▸ **Instructions for the task**: Pick out every line in the records below that contains the word "white", and copy each one.
= = =
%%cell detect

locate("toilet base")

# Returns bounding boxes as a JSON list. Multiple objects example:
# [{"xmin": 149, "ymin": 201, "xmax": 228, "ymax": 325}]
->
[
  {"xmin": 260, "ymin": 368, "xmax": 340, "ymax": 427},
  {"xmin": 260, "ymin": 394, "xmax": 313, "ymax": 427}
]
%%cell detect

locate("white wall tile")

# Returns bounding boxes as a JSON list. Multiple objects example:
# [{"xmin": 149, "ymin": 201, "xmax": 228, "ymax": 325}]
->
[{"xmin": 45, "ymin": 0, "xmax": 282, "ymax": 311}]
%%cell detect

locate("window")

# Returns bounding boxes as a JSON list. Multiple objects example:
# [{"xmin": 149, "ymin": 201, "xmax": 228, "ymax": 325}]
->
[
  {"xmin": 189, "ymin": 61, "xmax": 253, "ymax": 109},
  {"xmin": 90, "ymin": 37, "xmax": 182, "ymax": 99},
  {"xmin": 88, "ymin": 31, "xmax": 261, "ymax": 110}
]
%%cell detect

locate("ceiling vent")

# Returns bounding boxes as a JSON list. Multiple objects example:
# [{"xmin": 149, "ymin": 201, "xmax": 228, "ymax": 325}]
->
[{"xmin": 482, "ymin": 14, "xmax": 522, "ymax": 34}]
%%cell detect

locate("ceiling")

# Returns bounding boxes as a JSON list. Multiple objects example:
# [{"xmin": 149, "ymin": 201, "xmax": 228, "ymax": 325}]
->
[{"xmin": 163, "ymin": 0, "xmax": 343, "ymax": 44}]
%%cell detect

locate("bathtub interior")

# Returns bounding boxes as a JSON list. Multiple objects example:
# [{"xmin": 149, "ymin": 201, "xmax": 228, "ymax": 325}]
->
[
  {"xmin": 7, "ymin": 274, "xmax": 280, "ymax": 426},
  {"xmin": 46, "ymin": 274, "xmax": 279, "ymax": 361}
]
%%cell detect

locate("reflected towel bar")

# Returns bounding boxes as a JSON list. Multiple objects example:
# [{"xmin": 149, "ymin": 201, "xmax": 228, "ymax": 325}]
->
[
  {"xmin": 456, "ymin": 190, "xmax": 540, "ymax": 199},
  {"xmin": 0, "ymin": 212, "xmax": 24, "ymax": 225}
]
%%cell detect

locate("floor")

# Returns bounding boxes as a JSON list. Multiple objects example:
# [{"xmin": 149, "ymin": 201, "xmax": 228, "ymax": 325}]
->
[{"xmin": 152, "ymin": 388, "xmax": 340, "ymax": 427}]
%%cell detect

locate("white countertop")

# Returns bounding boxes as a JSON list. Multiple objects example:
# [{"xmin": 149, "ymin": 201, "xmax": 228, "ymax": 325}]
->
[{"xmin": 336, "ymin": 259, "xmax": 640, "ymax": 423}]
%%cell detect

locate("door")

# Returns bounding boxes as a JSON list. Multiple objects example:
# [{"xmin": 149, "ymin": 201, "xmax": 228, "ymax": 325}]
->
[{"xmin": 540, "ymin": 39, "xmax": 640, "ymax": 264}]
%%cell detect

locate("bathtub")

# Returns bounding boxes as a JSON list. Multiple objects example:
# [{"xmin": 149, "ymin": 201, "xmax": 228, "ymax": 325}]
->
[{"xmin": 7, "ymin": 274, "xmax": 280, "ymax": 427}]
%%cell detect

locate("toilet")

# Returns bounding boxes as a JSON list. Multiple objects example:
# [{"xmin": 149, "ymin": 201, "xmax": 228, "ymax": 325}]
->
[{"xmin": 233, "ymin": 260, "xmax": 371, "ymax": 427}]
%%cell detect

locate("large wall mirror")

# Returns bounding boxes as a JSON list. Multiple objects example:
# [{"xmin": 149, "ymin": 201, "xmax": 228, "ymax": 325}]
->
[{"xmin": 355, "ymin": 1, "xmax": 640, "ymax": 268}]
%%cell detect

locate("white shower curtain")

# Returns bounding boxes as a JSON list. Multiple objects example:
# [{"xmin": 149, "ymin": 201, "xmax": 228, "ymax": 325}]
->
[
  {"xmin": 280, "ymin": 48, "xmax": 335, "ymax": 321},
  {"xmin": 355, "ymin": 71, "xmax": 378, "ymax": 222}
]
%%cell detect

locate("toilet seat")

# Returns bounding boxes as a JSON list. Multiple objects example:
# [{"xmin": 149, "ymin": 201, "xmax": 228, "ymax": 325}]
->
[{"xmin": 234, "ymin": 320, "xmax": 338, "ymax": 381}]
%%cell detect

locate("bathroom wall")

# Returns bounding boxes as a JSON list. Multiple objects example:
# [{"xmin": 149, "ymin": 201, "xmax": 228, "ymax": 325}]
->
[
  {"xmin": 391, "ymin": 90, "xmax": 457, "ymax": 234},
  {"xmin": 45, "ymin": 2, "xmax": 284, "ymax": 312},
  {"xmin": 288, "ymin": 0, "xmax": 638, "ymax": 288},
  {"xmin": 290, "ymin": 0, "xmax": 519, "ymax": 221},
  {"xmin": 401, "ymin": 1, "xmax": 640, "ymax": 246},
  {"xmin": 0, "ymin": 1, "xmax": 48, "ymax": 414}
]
= = =
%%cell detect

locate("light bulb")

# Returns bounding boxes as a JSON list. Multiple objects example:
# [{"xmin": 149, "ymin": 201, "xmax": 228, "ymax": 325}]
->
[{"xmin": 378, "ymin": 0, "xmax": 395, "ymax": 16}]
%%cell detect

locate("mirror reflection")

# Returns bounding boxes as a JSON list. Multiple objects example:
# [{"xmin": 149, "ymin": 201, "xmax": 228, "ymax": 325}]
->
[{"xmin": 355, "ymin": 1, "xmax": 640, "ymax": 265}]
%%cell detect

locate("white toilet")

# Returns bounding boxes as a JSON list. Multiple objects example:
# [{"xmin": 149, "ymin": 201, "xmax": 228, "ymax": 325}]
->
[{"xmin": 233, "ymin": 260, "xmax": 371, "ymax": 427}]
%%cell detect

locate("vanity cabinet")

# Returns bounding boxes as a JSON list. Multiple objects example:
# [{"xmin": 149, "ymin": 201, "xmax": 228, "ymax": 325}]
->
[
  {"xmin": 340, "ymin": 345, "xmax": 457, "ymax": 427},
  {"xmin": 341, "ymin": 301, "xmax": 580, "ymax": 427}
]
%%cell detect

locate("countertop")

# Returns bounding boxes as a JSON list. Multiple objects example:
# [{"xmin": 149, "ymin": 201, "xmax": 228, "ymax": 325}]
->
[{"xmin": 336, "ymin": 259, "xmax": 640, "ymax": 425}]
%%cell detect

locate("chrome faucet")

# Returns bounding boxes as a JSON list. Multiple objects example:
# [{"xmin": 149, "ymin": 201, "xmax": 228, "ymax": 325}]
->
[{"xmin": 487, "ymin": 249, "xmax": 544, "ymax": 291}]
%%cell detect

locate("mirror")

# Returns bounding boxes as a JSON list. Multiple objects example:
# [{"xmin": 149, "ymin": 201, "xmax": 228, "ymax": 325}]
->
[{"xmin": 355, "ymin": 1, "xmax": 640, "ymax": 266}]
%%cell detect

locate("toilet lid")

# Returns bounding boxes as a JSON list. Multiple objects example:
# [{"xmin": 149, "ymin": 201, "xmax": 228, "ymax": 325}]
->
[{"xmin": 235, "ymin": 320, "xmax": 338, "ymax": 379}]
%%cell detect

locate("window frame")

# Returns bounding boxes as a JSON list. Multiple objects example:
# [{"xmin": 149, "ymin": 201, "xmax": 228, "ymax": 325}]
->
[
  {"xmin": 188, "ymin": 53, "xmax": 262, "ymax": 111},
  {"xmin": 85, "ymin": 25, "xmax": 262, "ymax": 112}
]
= = =
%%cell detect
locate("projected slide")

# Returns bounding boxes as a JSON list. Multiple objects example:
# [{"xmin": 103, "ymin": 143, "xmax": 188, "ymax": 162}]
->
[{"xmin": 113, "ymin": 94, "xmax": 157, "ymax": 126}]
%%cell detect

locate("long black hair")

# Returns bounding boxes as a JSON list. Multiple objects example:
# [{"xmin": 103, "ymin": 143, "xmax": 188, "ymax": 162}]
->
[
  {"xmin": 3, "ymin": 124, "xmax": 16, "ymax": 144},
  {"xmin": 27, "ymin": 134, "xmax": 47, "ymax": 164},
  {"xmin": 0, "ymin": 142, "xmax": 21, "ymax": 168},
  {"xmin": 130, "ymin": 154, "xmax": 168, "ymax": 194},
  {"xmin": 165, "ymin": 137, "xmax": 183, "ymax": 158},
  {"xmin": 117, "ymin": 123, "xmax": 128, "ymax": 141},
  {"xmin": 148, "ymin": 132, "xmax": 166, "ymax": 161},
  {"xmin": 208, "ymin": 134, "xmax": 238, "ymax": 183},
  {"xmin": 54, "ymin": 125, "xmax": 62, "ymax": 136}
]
= = =
▸ **Exercise result**:
locate("white wall tile")
locate("white countertop")
locate("white shower curtain")
locate("white toilet")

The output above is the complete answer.